Exercise task — In the records below, how many lines contain the word "list"? Reply with the number alone.

-- start of Record extracts --

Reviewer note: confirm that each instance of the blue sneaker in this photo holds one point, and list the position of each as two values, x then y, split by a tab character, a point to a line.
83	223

-- end of Record extracts --
-- start of Record extracts --

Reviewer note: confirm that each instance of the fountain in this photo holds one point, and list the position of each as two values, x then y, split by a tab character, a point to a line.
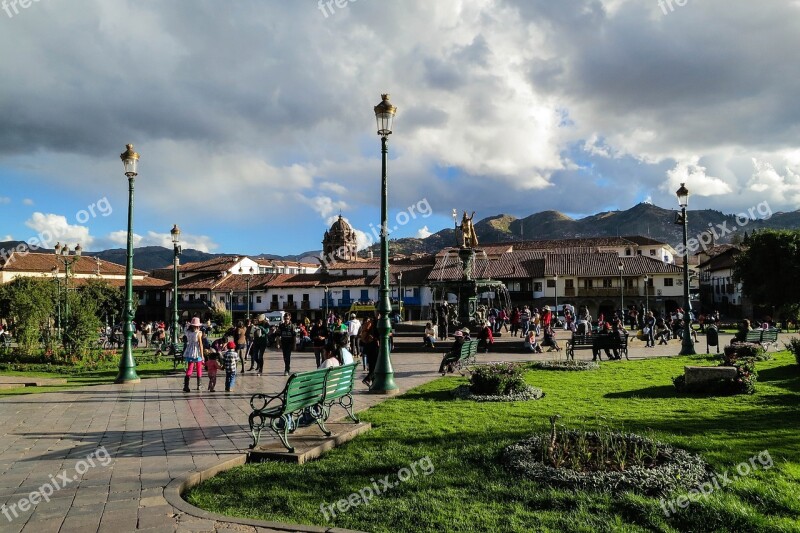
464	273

-- end of Record extracts --
-- start of Record extracts --

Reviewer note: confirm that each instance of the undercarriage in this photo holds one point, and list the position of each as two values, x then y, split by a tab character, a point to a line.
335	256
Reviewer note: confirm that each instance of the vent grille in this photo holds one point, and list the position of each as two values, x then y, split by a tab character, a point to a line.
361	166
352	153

-- end of Record extracts --

Solution for this exercise — 4